**** Texto fornecido
Romper com valores é muito difícil. Por outro lado, quando
estamos certos de um valor e sentimos que precisamos agir contra ele, acabamos com a sensação de
traição, de termos feito sujeira. Mas muitas vezes, é no caos que está a libertação e muitas
vezes é na separação que encontramos a reconcialização, quiça, com este mesmo
valor. Se de forma a podermos ter certeza, com liberdade verdadeira, que isso ou aquilo é mesmo o que se quer,
eventualemente, ir contra um valor nobre terá de ser o preço. Mas lembre-se que faz parte de nossa natureza
e lembre-se também que não somos julgados por nossos erros, mas por como os consertamos, pelo o quê aprendemos com eles.
Acima de tudo, perdoe-se por ter errado. Perdoe-se por
ter ‘traído’ um nobre valor, mas não
faça da experiência algo sujo a esquecer e não feche os olhos às motivaçóes que
lhe levaram a este acto. E preste muita atenção para não se submeter à
auto-punição, para não aplicar a si mesmo um castigo. Ache balanço, procure equilíbrio e
naturalmente encontrar-se-á paz, entrar-se-á em afinadade na relação entre sensibiildade e
valores.
********
**** Dados fornecidos
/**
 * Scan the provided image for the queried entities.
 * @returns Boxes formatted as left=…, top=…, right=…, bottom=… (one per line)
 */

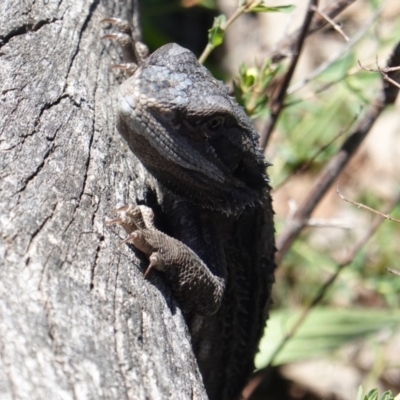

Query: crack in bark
left=0, top=18, right=59, bottom=49
left=65, top=0, right=100, bottom=82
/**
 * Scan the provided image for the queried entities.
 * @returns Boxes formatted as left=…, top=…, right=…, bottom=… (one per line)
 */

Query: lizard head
left=118, top=44, right=268, bottom=213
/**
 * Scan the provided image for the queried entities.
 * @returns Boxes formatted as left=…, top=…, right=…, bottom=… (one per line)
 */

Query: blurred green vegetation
left=142, top=0, right=400, bottom=400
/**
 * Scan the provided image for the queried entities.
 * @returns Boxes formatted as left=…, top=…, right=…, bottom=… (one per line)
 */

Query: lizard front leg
left=106, top=206, right=225, bottom=315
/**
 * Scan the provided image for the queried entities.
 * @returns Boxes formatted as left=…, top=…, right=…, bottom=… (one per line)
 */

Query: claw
left=100, top=18, right=132, bottom=35
left=104, top=218, right=123, bottom=226
left=144, top=253, right=164, bottom=278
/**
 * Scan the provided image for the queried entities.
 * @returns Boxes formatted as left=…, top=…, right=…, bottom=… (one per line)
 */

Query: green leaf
left=246, top=2, right=296, bottom=13
left=255, top=307, right=400, bottom=368
left=208, top=14, right=226, bottom=47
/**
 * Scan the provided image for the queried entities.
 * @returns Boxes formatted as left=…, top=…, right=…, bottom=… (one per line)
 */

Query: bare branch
left=358, top=59, right=400, bottom=89
left=288, top=1, right=386, bottom=94
left=260, top=0, right=318, bottom=149
left=267, top=0, right=355, bottom=62
left=386, top=268, right=400, bottom=276
left=336, top=183, right=400, bottom=223
left=276, top=42, right=400, bottom=265
left=314, top=4, right=350, bottom=42
left=243, top=193, right=400, bottom=399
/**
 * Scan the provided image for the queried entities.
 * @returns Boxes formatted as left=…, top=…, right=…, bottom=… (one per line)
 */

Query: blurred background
********
Tarefas obrigatórias
1. Duplique o trecho do texto sobre valores desde "Romper com valores" até "aprendemos com eles.", inclusive.
2. Retome o texto sobre valores a partir do ponto em que ele termina.
Os itens constituem material independente do texto sobre valores.

Resultados
1.
Romper com valores é muito difícil. Por outro lado, quando
estamos certos de um valor e sentimos que precisamos agir contra ele, acabamos com a sensação de
traição, de termos feito sujeira. Mas muitas vezes, é no caos que está a libertação e muitas
vezes é na separação que encontramos a reconcialização, quiça, com este mesmo
valor. Se de forma a podermos ter certeza, com liberdade verdadeira, que isso ou aquilo é mesmo o que se quer,
eventualemente, ir contra um valor nobre terá de ser o preço. Mas lembre-se que faz parte de nossa natureza
e lembre-se também que não somos julgados por nossos erros, mas por como os consertamos, pelo o quê aprendemos com eles.

2.
Ainda na analogia fé versos tentação, lembre-se que ninguém
se apaixona por outra pessoa enquanto seu coração permanece ocupado, é preciso estar vazio para que isso
ocorra, mesmo que já se viva com alguém.
Lembre-se que sentir o desejo por algo nada mais é do que
uma reação natural de atração, de compatibilidade entre voce e o ‘objecto’.
Lembre-se sempre de escutar o que vem de dentro de voce,
pois na realização disso, reside o segredo de nossa paz.
Perdoe-se sempre, pois
és de carne e osso e erro nenhum fôra causado por mal. Aprenda com ele!
Por fim, permita-se.
Permita-se ouvir, reavaliar, questionar... permita-se sempre! Cada idade
nos revela um um novo nível de compreensão. Logo, querer arrastar os mesmos,
intocáveis, valores pelo curso da vida é... pouco natural.
Uma excelente semana para todos.
Eduardo Divério.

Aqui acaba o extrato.